> **THE TASK**:
Output each record exactly as given. Leave out every picture.

-------- DATA SUPPLIED

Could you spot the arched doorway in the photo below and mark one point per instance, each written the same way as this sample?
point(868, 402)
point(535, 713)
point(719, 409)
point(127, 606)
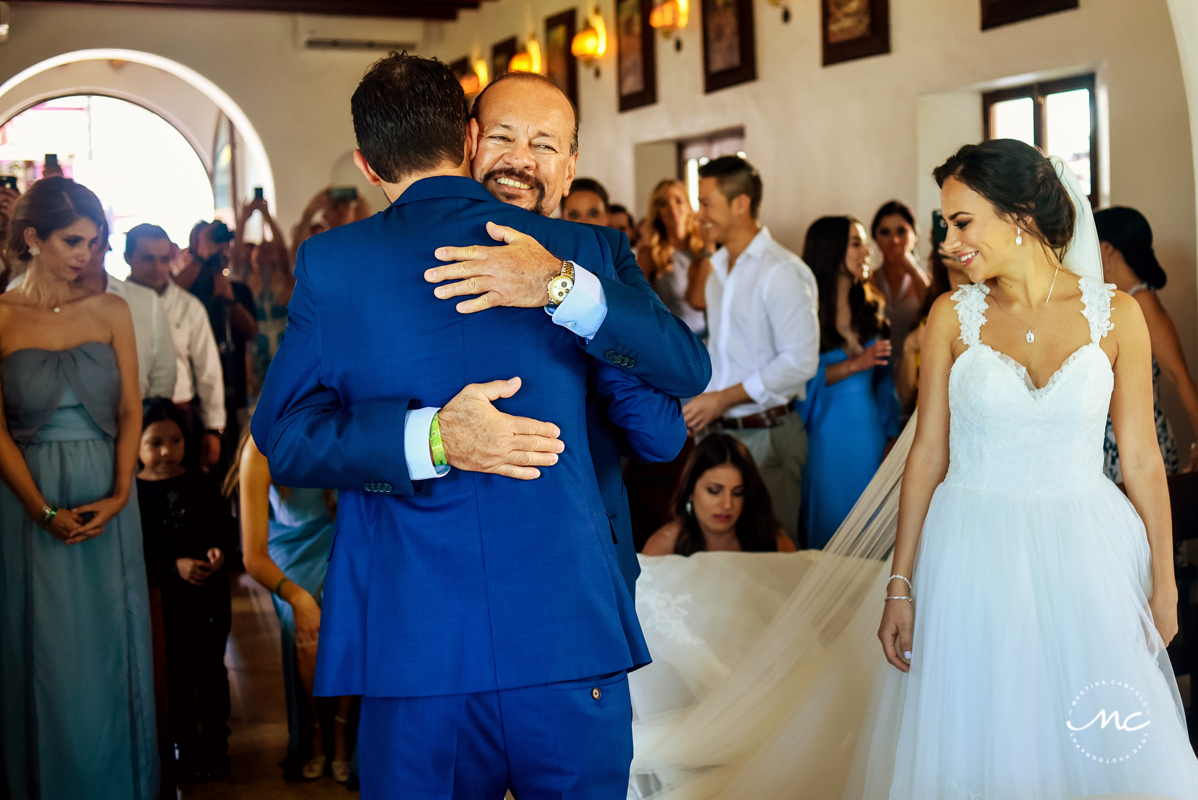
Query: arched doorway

----------------

> **TASK RESPONSE**:
Could you spot the arched doorway in the photo below and mark one point per instance, each written the same way as this sample?
point(868, 402)
point(535, 713)
point(719, 409)
point(127, 606)
Query: arched doorway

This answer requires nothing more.